■ Brief
Collect every line in the records below that contains the string "Target", and copy each one in full. Case counts when matching.

* begin Rows *

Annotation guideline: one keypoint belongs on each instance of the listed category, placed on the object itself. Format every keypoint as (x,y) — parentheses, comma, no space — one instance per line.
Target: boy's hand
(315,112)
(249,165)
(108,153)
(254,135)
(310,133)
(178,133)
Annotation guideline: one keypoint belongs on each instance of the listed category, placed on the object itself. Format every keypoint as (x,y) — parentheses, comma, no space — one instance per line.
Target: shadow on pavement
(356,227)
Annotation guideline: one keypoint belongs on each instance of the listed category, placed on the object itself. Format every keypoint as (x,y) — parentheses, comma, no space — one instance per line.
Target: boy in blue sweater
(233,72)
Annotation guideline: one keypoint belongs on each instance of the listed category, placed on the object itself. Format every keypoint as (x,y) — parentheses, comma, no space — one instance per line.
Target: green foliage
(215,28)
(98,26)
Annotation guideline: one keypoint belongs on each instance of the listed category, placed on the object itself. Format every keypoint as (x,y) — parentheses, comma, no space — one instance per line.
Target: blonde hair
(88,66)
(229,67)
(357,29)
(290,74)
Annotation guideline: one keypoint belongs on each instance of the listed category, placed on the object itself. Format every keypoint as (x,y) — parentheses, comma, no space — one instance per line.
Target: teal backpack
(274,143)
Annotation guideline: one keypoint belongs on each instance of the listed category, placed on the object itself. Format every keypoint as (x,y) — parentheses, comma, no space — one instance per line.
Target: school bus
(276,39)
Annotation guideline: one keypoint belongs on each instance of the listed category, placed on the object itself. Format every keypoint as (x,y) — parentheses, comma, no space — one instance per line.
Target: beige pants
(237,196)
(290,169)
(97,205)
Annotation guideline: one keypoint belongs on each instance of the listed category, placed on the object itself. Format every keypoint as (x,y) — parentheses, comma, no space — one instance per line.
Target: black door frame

* end Rows *

■ Answer for the task
Target: boy's hand
Target: shadow on pavement
Target: boy in blue sweater
Target: green foliage
Target: blonde hair
Target: teal backpack
Target: school bus
Target: beige pants
Target: black door frame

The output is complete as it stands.